Things to do
- 1) Pull out everything in the poetry interview from "OV: Night Sky" down to "world keeps changing.", word for word.
- 2) Pick up the interview about Night Sky with Exit Wounds where it stops, and write what follows.

***** Reading passage *****

FAF: Please tell us about the creation of your shortlisted collection, from first words to final book?

OV: Night Sky with Exit Wounds was an accumulation of my work as a poet through the date of its completion. It was the product of my life manipulating language, taking eight years. The collection, I hope, speaks to this present moment, by expanding and extrapolating on the way our lives are experienced under the traumas, joys, and tensions of our world, history, and culture. I put the book together with encouragement from friends and mentors, and felt briefly, for the first time, that I had nothing else to say on the themes that I was dealing with. It was enough, and I felt okay. And that’s when I knew it was done. But of course, that feeling of exhausting one’s obsession is only temporary. I was naïve to think I could be through with it. Now I don’t think questions are exhaustible at all — not as the world keeps changing.

FAF: Which poets do you admire most and what do you value in their work?

***** Data extract *****

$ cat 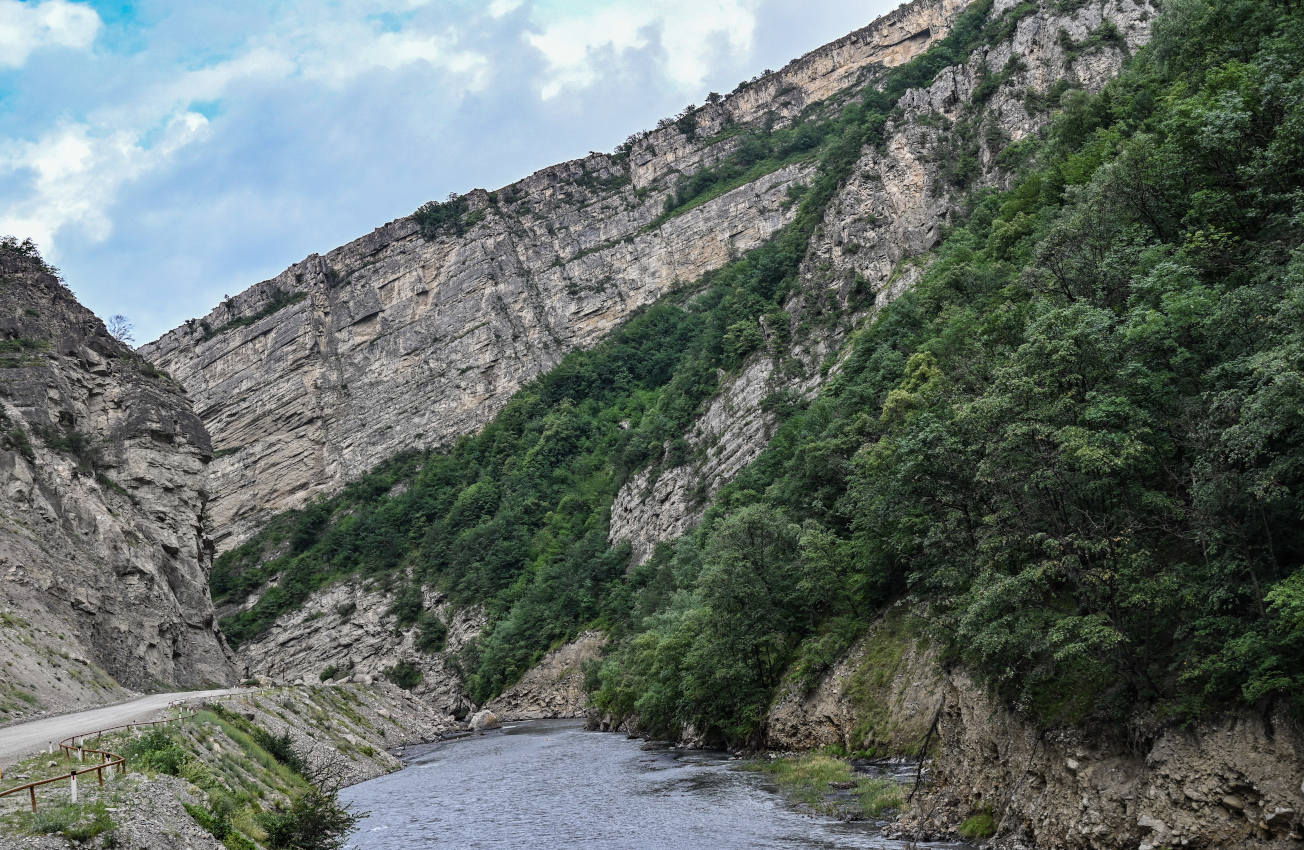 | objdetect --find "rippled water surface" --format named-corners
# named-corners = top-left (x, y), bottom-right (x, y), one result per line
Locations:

*****

Written responses
- 1)
OV: Night Sky with Exit Wounds was an accumulation of my work as a poet through the date of its completion. It was the product of my life manipulating language, taking eight years. The collection, I hope, speaks to this present moment, by expanding and extrapolating on the way our lives are experienced under the traumas, joys, and tensions of our world, history, and culture. I put the book together with encouragement from friends and mentors, and felt briefly, for the first time, that I had nothing else to say on the themes that I was dealing with. It was enough, and I felt okay. And that’s when I knew it was done. But of course, that feeling of exhausting one’s obsession is only temporary. I was naïve to think I could be through with it. Now I don’t think questions are exhaustible at all — not as the world keeps changing.

- 2)
OV: I tend to find admiration and influence in independent moments rather than entire works — even going as micro as the singular line or syntactic units. In this way, I try to find influence in nearly every poet I read. Of course, this is not always the case — but I think it’s still beneficial to read with this gaze, this aspiration. I just figure that if someone spent so many hours writing and thinking about a work, there must be something it can teach me. Naturally, this inclination extends beyond poetry. And maybe it’s helpful to approach a work of art sans the confines of its genre — or even its artist, but more as a phenomenon of raw observation — removed from ego and the (faulty) expectations harboured through one’s name, identity, or school of thought. In short, I try to approach the world as an artist by trusting in its inherent potency — and my work is only one interpretation of its abundance. In this moment, I’ve been turning to writers such as Solmaz Sharif, Sally Wen Mao, James Baldwin, Ben Lerner, Emily Dickinson, Natalie Diaz, Eduardo Corral, Gwendolyn Brooks, Robert Duncan, Adrienne Rich, Mahogany L. Browne, and Peter Gizzi.

FAF: What is next for you as a poet?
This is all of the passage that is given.